■ **Task objective**: Count the lines in the records below that contain the string "wheel", with case taken into account, and give only that number.

** start of Data **

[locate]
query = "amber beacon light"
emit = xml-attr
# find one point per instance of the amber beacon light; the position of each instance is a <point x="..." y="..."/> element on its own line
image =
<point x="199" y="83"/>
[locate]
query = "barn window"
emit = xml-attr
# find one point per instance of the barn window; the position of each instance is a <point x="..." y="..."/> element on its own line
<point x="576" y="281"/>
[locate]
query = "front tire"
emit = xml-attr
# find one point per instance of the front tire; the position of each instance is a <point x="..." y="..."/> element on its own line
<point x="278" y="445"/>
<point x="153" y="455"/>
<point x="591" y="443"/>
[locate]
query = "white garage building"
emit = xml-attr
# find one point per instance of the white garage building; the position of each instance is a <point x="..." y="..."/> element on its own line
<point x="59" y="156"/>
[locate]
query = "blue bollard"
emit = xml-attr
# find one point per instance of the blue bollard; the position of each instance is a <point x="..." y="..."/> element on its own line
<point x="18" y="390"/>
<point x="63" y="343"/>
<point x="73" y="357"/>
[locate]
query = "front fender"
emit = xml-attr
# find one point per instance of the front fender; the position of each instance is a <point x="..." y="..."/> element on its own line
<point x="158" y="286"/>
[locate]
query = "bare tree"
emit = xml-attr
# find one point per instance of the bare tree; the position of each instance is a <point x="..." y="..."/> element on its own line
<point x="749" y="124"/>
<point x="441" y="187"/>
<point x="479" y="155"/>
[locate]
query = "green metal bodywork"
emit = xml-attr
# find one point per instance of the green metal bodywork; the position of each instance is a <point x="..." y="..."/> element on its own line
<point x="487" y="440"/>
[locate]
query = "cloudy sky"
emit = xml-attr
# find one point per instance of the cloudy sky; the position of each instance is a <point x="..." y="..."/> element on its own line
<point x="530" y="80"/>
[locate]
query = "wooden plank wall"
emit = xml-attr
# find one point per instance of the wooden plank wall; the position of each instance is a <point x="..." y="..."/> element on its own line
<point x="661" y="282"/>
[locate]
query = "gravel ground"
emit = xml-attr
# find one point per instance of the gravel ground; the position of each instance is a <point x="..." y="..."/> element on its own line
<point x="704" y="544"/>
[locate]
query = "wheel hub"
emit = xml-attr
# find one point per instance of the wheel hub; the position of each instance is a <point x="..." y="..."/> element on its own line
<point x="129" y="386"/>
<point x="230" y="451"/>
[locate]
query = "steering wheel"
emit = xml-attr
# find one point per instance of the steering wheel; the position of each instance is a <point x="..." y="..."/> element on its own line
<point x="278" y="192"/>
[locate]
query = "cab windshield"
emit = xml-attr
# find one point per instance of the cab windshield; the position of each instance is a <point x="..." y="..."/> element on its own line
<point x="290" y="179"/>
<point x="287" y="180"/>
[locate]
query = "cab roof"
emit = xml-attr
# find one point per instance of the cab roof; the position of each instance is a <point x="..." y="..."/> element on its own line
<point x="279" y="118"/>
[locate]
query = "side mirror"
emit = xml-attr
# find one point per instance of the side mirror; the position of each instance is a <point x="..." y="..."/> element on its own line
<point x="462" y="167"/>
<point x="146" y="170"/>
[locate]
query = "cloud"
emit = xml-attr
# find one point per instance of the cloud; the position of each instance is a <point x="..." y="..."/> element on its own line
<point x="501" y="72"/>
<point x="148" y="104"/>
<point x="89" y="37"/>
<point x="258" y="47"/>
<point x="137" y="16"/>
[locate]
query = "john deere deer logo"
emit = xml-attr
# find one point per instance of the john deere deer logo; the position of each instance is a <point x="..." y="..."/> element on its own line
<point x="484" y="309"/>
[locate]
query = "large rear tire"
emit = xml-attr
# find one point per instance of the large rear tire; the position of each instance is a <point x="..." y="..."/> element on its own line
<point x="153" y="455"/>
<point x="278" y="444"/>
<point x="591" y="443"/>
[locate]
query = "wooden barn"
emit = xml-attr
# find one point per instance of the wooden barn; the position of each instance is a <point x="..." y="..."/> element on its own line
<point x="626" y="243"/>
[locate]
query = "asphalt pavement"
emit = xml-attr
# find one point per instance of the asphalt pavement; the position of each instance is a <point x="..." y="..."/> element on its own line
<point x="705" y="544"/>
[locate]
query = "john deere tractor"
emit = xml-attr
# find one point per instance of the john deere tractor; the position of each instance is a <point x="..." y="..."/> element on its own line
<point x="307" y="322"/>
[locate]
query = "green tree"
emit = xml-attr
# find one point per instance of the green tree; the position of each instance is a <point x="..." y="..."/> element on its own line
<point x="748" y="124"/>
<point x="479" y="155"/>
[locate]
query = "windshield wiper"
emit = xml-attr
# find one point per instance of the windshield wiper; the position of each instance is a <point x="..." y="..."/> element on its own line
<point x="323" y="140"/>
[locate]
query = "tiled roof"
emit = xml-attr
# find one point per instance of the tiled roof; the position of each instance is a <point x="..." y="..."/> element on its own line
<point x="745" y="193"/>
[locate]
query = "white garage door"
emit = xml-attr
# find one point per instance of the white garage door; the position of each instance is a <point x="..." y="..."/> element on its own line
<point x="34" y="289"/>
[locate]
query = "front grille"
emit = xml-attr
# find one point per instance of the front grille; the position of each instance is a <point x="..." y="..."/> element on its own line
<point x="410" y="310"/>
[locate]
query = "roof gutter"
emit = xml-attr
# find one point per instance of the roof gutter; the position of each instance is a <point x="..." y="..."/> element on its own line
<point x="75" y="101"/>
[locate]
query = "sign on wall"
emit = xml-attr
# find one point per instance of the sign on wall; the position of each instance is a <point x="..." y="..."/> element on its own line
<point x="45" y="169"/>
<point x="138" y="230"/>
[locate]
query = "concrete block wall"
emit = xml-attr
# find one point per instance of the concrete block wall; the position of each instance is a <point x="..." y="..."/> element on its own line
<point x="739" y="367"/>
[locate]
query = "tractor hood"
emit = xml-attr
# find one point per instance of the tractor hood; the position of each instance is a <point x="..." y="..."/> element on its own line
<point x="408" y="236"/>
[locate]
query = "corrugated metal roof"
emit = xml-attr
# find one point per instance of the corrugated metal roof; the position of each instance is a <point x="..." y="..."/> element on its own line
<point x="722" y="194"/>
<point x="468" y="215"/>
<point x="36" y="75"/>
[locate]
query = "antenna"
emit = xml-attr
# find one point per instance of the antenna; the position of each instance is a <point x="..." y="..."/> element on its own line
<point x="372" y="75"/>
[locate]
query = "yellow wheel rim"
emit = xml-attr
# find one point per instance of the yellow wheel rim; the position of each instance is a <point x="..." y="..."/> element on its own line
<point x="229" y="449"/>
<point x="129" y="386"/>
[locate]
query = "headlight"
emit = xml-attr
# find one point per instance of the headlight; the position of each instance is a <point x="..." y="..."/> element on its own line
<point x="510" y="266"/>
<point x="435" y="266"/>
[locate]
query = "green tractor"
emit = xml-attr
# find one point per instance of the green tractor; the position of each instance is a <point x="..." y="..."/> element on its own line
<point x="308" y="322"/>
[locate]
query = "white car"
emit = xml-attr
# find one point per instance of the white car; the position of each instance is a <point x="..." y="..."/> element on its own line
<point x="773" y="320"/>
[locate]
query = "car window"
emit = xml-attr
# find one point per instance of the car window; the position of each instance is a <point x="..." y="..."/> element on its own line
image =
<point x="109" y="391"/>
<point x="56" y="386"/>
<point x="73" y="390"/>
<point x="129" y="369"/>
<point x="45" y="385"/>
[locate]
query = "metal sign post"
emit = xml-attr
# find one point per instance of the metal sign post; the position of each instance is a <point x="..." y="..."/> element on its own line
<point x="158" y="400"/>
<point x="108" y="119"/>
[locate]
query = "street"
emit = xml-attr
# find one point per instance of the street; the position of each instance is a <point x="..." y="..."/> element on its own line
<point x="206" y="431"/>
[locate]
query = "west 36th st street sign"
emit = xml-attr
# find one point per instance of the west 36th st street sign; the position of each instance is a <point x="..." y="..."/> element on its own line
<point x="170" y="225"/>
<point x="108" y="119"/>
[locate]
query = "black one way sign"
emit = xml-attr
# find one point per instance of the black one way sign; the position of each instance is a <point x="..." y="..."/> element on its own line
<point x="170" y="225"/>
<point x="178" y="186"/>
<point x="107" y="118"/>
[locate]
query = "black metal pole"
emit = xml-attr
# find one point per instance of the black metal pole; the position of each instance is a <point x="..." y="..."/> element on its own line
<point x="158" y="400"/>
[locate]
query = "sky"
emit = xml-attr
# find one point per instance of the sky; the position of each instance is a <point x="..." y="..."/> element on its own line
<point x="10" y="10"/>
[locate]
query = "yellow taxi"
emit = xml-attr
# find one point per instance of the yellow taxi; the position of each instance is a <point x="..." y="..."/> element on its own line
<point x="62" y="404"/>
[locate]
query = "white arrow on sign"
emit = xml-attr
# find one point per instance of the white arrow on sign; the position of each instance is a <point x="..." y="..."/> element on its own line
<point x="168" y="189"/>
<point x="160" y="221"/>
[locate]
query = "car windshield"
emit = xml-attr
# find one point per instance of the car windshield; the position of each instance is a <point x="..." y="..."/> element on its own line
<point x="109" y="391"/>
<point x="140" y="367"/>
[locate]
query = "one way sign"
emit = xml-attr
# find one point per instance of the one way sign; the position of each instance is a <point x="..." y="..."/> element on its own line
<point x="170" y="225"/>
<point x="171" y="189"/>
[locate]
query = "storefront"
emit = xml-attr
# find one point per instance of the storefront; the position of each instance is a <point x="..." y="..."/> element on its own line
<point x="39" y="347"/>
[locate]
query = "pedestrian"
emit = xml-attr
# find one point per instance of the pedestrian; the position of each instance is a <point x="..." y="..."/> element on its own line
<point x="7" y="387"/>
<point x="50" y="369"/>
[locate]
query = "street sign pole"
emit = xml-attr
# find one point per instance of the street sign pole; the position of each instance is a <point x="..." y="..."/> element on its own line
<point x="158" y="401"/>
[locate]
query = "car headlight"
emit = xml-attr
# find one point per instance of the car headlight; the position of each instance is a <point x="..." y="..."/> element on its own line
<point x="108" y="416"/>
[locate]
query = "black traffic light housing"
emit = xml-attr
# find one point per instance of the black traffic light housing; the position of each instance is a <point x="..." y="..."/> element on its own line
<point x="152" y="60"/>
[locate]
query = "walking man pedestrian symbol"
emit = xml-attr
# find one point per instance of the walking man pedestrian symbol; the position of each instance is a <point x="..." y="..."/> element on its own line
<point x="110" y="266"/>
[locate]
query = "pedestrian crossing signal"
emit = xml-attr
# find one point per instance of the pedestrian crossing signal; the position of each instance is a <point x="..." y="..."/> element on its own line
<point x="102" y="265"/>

** end of Data **

■ **Answer for the task**: 6